(Referring expression data)
+++

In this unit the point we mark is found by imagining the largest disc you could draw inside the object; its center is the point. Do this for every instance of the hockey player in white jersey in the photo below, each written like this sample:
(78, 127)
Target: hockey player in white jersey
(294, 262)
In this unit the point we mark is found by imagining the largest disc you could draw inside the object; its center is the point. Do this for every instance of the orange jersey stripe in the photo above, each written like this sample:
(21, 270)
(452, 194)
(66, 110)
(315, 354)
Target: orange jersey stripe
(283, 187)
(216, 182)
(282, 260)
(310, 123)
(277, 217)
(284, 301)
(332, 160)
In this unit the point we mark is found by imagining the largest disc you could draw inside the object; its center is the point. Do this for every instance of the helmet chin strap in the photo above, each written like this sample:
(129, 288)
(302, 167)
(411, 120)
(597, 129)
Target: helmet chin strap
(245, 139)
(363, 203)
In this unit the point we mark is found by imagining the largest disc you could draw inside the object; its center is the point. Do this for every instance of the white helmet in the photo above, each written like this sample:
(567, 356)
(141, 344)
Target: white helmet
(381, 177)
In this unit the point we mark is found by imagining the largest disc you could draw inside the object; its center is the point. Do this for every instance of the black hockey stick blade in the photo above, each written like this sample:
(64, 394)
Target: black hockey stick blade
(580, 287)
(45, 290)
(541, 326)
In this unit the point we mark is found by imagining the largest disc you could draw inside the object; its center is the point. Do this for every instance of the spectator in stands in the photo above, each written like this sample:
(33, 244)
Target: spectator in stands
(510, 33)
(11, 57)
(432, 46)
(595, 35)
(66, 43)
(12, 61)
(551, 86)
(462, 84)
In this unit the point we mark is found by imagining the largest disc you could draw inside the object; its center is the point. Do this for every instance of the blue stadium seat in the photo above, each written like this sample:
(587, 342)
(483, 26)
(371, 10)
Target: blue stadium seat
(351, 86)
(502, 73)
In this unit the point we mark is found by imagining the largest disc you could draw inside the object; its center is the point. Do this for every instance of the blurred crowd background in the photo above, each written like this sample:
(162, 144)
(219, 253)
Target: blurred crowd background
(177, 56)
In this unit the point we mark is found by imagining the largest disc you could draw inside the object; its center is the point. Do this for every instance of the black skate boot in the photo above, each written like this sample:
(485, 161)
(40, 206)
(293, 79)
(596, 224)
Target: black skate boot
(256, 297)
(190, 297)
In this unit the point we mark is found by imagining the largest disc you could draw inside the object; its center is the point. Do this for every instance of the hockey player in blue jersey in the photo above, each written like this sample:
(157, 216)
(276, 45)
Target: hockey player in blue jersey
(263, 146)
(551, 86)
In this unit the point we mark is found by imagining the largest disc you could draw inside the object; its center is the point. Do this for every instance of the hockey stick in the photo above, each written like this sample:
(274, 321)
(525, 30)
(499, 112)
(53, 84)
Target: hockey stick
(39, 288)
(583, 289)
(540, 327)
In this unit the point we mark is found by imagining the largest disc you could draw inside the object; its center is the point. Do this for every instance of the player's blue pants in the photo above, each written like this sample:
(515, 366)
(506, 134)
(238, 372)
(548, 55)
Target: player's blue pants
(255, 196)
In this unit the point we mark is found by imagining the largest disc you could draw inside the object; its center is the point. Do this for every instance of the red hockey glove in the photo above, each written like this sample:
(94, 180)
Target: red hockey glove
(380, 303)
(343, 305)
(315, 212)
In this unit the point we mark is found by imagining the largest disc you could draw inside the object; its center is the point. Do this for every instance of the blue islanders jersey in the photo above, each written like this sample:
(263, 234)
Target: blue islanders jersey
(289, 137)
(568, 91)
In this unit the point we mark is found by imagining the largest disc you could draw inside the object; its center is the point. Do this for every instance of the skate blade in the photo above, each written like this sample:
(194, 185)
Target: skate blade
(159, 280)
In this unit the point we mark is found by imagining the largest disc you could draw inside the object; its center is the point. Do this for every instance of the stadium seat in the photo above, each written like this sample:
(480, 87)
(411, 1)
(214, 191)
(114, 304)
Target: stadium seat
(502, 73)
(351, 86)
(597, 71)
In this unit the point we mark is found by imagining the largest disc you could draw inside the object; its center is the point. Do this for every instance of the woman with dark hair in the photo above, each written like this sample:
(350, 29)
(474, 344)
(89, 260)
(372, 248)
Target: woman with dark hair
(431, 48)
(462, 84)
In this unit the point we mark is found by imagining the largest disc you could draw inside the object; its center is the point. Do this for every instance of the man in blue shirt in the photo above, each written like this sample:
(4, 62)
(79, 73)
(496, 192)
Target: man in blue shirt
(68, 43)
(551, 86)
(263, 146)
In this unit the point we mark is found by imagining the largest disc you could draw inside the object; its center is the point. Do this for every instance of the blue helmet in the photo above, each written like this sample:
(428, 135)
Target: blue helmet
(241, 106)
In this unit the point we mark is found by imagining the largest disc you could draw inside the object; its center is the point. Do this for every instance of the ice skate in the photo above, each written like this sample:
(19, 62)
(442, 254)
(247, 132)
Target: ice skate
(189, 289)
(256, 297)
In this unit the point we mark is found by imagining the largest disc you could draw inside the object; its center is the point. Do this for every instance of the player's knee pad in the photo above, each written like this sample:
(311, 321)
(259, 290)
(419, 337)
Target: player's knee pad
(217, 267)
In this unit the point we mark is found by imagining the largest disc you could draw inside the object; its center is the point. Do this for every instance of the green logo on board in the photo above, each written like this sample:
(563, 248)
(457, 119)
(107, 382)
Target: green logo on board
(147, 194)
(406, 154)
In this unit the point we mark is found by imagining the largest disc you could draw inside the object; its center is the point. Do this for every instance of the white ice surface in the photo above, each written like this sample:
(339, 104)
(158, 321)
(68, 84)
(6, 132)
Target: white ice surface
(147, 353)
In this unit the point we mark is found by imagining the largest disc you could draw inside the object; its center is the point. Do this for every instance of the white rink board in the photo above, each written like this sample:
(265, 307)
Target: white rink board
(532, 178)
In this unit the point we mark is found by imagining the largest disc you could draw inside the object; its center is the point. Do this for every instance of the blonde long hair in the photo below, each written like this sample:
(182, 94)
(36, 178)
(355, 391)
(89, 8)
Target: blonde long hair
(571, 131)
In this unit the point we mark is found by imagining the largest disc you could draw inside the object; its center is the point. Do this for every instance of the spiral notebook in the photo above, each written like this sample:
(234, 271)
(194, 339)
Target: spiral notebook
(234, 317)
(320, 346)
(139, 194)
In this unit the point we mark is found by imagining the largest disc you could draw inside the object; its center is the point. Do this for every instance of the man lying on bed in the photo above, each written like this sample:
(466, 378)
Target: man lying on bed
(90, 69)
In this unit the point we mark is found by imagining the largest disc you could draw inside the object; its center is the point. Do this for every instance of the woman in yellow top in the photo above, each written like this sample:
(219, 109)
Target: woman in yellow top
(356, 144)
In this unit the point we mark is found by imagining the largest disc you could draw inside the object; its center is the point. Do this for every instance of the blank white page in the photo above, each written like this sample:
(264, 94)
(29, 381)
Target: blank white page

+++

> [What you have to do]: Return each line from the data where the string "below" can be found.

> [Response to the task]:
In this unit the point we mark is found by imagining the largest disc you could draw inside the object; its center is the point. Do this for every instance of the hockey player in white jersey in the photo below, each written like this sample:
In this unit the point we mark is found by imagining the largest disc you could draw inside the object; its center is the point. Do this for every instance of the blonde long hair in the photo below, each written like this sample:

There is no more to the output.